Given text.
■ ■ ■ ■ ■

Since Sudhir popped up onto the scene to become a major commentator, he's been a refreshing voice. He's got a really interesting viewpoint to share:



True multi-racialism and multi-culturalism is difficult. Any progress that people make is extremely fragile. One of the good things in Singapore is that one big source of racism in Singapore was neutered right at the beginning of our nation building. Yes, I'm talking about white people. We took them out of the equation. Notwithstanding that there were big problems amongst the Malays, Chinese and Indians in Singapore / Malaysia, but at that time we were a united coalition, and we could enshrine in the national pledge, that all Singaporeans were Singaporeans, regardless of race, language or religion. Our commitment to multiculturalism was admirable, and somewhat ahead of the west, although you could sense that the European Union was a tacit embrace of multiculturalism, albeit a more limited one.

But here's the point that I'm trying to make. Singapore began as a Chinese majority city state, and it should always be one. Sudhir thinks that racial quotas for immigration, to preserve the Chinese majority is racist. I thought it was racist, until I saw what happened to the US. The US is so divisive because it's turning less white. I'm pretty sure that it's the main reason why Trump was voted in. Over the last 10 years, white people in America saw two developments they perceived as threats: a black president of the USA, and the eroding of the majority of white people in America: within 20-30 years, the USA is projected to be no longer white. Non-white people in the US are perceived to be voters against their interests.

■ ■ ■ ■ ■

Information shown.
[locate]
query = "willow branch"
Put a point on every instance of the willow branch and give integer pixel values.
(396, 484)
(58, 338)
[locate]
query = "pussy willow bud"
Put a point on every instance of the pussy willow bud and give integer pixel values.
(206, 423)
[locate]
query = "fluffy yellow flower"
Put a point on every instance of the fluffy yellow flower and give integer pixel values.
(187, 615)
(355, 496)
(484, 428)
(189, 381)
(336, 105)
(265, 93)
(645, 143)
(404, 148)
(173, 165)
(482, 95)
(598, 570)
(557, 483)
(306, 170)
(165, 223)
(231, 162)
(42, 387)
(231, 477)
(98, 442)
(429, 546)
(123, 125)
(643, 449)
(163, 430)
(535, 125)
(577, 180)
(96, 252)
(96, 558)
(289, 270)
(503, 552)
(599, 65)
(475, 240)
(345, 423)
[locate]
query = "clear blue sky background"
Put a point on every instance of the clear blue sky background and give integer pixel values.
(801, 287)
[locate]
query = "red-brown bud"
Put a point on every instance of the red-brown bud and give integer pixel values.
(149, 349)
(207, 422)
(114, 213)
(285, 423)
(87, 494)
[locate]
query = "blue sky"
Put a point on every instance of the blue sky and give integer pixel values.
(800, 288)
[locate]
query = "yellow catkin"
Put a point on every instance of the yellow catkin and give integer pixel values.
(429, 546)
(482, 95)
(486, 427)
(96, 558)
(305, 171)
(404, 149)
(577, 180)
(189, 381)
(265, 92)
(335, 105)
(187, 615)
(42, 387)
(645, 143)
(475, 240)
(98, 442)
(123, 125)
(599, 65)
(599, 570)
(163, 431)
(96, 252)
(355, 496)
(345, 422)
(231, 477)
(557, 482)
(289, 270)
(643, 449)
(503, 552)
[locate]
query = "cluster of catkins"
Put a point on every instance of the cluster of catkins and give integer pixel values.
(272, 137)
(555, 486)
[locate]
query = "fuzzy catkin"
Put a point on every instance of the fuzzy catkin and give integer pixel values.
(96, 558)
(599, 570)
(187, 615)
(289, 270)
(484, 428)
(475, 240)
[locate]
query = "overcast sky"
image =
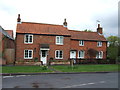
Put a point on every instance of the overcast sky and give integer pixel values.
(80, 14)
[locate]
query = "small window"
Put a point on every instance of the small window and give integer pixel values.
(28, 54)
(59, 40)
(81, 43)
(59, 54)
(81, 54)
(28, 38)
(99, 55)
(99, 44)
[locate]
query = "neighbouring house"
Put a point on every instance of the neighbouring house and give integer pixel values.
(7, 49)
(46, 41)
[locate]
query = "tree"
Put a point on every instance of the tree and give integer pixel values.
(113, 50)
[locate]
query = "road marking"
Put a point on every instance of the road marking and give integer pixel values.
(73, 86)
(15, 76)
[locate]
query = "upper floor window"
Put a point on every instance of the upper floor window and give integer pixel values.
(59, 40)
(28, 38)
(81, 54)
(99, 55)
(28, 54)
(81, 43)
(99, 44)
(59, 54)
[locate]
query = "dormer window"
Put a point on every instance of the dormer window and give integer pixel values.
(28, 38)
(99, 44)
(81, 43)
(59, 40)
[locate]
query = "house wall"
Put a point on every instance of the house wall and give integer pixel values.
(41, 39)
(88, 45)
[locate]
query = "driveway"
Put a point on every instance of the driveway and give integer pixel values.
(91, 80)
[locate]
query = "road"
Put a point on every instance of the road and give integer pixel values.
(84, 80)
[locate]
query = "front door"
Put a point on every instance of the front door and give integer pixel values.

■ ■ ■ ■ ■

Objective 1.
Answer these about the commentary on Singapore's multiculturalism:
(a) What does the commentary say Singapore enshrined in its national pledge?
(b) What is Sudhir's view of racial quotas for immigration meant to preserve the Chinese majority?
(c) Within how many years is the USA projected to be no longer white?
Objective 2. Can you carry on the commentary on Singapore's multiculturalism from its last sentence?
The records come from a separate source.

Expected output 1.
(a) That all Singaporeans were Singaporeans, regardless of race, language or religion.
(b) He thinks they are racist.
(c) Within 20-30 years.

Expected output 2.
To change the racial composition for Singapore is very dangerous. Perhaps we will expect Chinese Singaporeans to behave better than the Americans when the majority status for Chinese is under threat, but who's to know what's going to happen? Yes, it ought to be the case that Chinese chauvinism won't raise its ugly head, but who's to know what's really going to happen?

Or to take another example closer to home. This is going to be very politically incorrect but the main lesson from the Separation is that a Chinese majority city could not co-exist within a Malay majority federation. The era of peace and prosperity that followed emphasises that a Chinese majority Singapore is necessary. Singapore and Malaysia basically came to the same independent conclusion: the merger wasn't working. Tensions between Chinese and Malays were stoked up. One could blame the perceived aggressiveness of the PAP in trying to seek political office outside of Singapore, one could say that the go-getter attitudes of the Chinese dominated government in Singapore represented an affront to UMNO. But nobody could deny that the 1969 riots represented some kind of a backlash.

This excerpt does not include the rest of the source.